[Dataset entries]
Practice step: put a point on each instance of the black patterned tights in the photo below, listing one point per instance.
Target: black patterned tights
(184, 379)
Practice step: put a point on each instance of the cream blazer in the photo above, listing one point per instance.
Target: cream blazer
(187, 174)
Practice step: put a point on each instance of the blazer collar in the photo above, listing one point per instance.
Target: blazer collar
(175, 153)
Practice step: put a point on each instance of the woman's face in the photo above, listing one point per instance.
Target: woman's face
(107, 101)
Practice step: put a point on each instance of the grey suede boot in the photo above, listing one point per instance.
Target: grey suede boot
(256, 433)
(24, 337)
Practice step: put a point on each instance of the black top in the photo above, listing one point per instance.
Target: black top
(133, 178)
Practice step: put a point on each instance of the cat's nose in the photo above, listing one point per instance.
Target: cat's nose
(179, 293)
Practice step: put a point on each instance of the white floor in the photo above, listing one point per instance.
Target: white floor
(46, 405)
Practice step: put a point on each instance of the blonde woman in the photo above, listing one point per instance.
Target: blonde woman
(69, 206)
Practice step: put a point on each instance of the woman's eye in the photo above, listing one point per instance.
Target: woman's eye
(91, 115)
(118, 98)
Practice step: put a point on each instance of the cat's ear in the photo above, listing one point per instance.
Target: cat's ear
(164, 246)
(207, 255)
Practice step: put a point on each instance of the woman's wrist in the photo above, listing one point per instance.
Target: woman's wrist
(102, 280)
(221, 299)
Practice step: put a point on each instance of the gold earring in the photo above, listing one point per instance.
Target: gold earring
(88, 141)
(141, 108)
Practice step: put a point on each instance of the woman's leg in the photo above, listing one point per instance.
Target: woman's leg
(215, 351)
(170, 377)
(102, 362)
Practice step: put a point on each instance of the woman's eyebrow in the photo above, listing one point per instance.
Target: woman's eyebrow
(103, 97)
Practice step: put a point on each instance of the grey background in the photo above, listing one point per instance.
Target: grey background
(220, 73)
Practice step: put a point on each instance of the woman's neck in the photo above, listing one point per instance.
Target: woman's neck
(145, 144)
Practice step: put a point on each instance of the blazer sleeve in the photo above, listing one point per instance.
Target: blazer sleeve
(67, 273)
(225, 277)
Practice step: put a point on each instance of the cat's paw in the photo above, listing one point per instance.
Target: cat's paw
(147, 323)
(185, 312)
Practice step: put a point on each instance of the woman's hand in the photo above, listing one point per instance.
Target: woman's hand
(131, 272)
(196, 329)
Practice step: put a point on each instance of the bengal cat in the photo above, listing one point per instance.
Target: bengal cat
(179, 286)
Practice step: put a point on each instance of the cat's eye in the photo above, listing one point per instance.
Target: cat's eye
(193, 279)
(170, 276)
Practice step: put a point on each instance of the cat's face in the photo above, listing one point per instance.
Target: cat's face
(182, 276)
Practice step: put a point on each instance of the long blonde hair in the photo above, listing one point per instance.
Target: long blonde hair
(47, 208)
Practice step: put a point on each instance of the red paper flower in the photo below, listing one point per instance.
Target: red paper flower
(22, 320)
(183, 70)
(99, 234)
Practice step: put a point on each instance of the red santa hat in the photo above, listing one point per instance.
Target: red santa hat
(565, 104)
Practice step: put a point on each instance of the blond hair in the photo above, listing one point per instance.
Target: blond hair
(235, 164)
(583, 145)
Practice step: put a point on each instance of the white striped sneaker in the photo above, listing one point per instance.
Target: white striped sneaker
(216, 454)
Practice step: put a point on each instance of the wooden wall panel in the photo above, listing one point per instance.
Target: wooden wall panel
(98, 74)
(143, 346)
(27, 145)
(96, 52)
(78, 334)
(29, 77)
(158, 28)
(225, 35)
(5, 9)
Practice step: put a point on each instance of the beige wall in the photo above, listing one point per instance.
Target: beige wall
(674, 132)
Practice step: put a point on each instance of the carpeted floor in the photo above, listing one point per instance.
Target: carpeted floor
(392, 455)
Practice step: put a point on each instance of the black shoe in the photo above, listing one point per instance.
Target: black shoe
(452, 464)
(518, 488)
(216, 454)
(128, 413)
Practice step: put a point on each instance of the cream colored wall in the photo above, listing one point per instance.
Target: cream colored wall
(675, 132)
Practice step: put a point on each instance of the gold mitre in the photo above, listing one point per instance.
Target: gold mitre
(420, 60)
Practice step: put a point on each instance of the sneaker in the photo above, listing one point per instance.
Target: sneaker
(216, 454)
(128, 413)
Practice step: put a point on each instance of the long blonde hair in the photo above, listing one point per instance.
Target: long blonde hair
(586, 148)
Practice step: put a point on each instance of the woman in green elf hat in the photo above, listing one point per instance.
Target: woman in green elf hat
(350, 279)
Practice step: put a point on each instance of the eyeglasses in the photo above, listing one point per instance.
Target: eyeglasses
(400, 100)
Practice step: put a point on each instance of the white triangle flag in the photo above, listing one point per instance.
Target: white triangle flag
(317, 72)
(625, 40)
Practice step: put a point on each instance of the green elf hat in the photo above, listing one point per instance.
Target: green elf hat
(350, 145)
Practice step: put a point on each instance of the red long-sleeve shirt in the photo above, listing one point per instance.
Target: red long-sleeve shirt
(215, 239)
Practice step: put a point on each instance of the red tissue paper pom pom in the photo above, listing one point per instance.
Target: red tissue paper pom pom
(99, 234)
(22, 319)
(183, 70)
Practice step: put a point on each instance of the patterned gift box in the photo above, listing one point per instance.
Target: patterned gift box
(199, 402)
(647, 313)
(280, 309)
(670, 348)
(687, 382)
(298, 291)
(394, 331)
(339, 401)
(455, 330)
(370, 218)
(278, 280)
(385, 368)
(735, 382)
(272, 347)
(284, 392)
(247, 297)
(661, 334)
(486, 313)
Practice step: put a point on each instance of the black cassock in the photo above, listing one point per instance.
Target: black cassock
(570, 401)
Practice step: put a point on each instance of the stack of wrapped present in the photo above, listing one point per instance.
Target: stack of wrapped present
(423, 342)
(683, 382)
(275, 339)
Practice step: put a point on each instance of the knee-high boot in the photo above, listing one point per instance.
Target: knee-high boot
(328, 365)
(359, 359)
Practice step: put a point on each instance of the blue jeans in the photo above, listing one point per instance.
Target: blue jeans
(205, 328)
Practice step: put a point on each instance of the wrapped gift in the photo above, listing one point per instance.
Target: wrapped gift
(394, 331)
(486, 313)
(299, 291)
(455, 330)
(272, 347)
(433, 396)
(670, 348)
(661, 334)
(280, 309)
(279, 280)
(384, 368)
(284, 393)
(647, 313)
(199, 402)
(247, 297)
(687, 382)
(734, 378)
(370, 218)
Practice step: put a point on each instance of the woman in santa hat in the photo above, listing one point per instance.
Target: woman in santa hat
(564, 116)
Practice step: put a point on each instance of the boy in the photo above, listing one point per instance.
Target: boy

= Work to complete =
Repeat each entry exactly as it was given.

= Result =
Practice step: put a point on each instance of the black patterned tights in the photo below, listing one point per instance.
Target: black patterned tights
(184, 379)
Practice step: put a point on each instance of the cream blazer in the photo above, listing one point per instance.
Target: cream blazer
(187, 174)
Practice step: put a point on each instance of the blazer collar in the photo above, listing one point per instance.
Target: blazer collar
(175, 153)
Practice step: put a point on each instance of the woman's face in the photo above, listing one point per instance.
Target: woman's face
(107, 101)
Practice step: put a point on each instance of the grey suede boot in the photo above, listing one point per instance.
Target: grey suede boot
(256, 433)
(24, 337)
Practice step: put a point on each instance of the black top in the photo above, listing one point per instance.
Target: black top
(133, 178)
Practice step: put a point on each instance of the cat's nose in the photo above, listing one point per instance.
Target: cat's nose
(179, 293)
Practice step: put a point on each instance of the white floor in the photo above, listing one point per instance.
Target: white floor
(46, 405)
Practice step: put a point on each instance of the blonde woman in the photo above, listing one point per instance.
Target: blonde woman
(69, 206)
Practice step: put a point on each instance of the woman's eye in the photo above, listing one point per instance.
Target: woman's eye
(91, 115)
(118, 98)
Practice step: put a point on each instance of the cat's ear in the photo above, listing one point per instance.
Target: cat's ear
(164, 246)
(207, 255)
Practice step: put a point on each instance of the woman's wrist in the photo above, listing one point per instance.
Target: woman's wrist
(102, 280)
(221, 299)
Practice step: put a point on each instance of the gold earring in the photo above, listing one point per instance.
Target: gold earring
(88, 141)
(141, 108)
Practice step: put a point on each instance of the woman's leg in the photo above, listing one point per instance.
Target: woman's leg
(215, 351)
(170, 377)
(102, 362)
Practice step: put a point on each instance of the woman's eyebrow in the photo above, listing one point per instance.
Target: woman's eyebrow
(103, 97)
Practice step: put a point on each instance of the grey background in the photo above, listing one point per instance.
Target: grey background
(220, 73)
Practice step: put a point on each instance of the woman's neck in the photo above, listing one point per instance.
Target: woman's neck
(145, 144)
Practice step: put a point on each instance of the blazer sleeve in the photo above, listing one point per instance.
Target: blazer sleeve
(67, 273)
(225, 277)
Practice step: put a point on each instance of the cat's paw in the photo above, listing one point per instance.
Target: cat's paw
(147, 323)
(185, 312)
Practice step: put a point on each instance of the woman's hand in the photo above, listing one point per instance.
Target: woman's hand
(131, 272)
(196, 329)
Practice step: put a point on each instance of the bengal cat in the photo above, listing one point per instance.
Target: bengal cat
(179, 286)
Practice step: put a point on each instance of the cat's eye in the photo above, listing one point per instance.
Target: cat's eye
(193, 279)
(170, 276)
Practice step: put a point on each instance of the cat's face in the photo above, listing one point per instance.
Target: cat's face
(182, 276)
Practice step: put a point on each instance of the long blonde hair in the photo above, listing one point per instance.
Target: long blonde hair
(47, 208)
Practice step: put a point on each instance of the red paper flower in the photo below, listing one point per instance.
Target: red paper flower
(22, 320)
(183, 70)
(99, 234)
Practice step: put a point on each instance of the red santa hat in the photo above, listing one point per instance.
Target: red santa hat
(565, 104)
Practice step: put a point on each instance of the blond hair in the photo above, listing one point per instance.
Target: blond hair
(235, 164)
(583, 145)
Practice step: put a point on each instance of the white striped sneaker in the photo above, listing one point per instance.
Target: white striped sneaker
(216, 454)
Practice step: put a point on each instance of the wooden wall panel in the photo above, listing one point per instance.
Target: wooden wall panel
(98, 74)
(143, 346)
(27, 145)
(96, 52)
(78, 334)
(29, 77)
(158, 28)
(225, 35)
(5, 9)
Practice step: put a point on each instance of the beige wall in the photo above, listing one point per instance.
Target: beige wall
(674, 132)
Practice step: put a point on each instance of the carpeted floor in the photo above, listing one point per instance.
Target: carpeted floor
(392, 455)
Practice step: put a point on each instance of the black shoe in the photo above, listing one point per instance.
Target: black shoe
(452, 464)
(518, 488)
(216, 454)
(128, 413)
Practice step: put a point on each instance of the cream colored wall in the photo above, listing one point per instance.
Target: cream colored wall
(675, 132)
Practice step: put a point on each instance of the gold mitre in the photo above, listing one point per instance.
Target: gold mitre
(420, 60)
Practice step: put a point on each instance of the sneaker in the photo above, listing one point per instance.
Target: sneaker
(216, 454)
(128, 413)
Practice step: put a point on each instance of the long blonde hair in the photo above, listing one point per instance.
Target: long blonde hair
(586, 148)
Practice step: put a point on each instance of the woman in green elf hat in the photo above, listing one point per instance.
Target: woman in green elf hat
(350, 279)
Practice step: put a point on each instance of the eyeglasses in the photo above, listing one point per instance.
Target: eyeglasses
(400, 100)
Practice step: put a point on each instance of the white triangle flag in the photo above, listing one point per instance.
Target: white triangle flag
(317, 72)
(625, 40)
Practice step: put a point on each instance of the green elf hat in the photo above, listing one point per instance.
Target: green elf hat
(350, 145)
Practice step: put a point on each instance of the red long-sleeve shirt in the photo above, listing one point per instance.
Target: red long-sleeve shirt
(215, 239)
Practice step: put a point on each instance of the red tissue paper pom pom in the photo above, listing one point per instance.
Target: red tissue paper pom pom
(99, 234)
(22, 319)
(183, 70)
Practice step: put a point on each instance of the patterned gift box in the photo above, listing one point per instance.
Target: patterned gift box
(199, 402)
(647, 313)
(280, 309)
(670, 348)
(687, 382)
(298, 291)
(394, 331)
(339, 401)
(455, 330)
(370, 218)
(278, 280)
(385, 368)
(735, 382)
(272, 347)
(284, 392)
(247, 297)
(661, 334)
(486, 313)
Practice step: put a point on each instance of the black cassock in the photo above, listing one point per instance.
Target: black cassock
(570, 401)
Practice step: put a point on each instance of the stack of wrapped present in the photo above, listing one point per instance.
Target: stack of wrapped present
(423, 342)
(683, 382)
(275, 339)
Practice step: put a point on each instance of the knee-high boot in the photo above, listing one point per instance.
Target: knee-high boot
(328, 365)
(359, 359)
Practice step: put a point on each instance of the blue jeans in the photo above, listing one point per instance.
Target: blue jeans
(205, 328)
Practice step: put a point on each instance of the wrapped gift in the photo above, listing one point per instance.
Target: wrapped gift
(394, 331)
(486, 313)
(299, 291)
(455, 330)
(272, 347)
(433, 396)
(670, 348)
(661, 334)
(280, 309)
(279, 280)
(384, 368)
(284, 393)
(647, 313)
(199, 402)
(247, 297)
(687, 382)
(734, 378)
(370, 218)
Practice step: put a point on each instance of the woman in santa hat in the photo above, listing one point per instance.
Target: woman in santa hat
(564, 116)
Practice step: put a point on each instance of the boy in the photo above, listing one point per instance.
Target: boy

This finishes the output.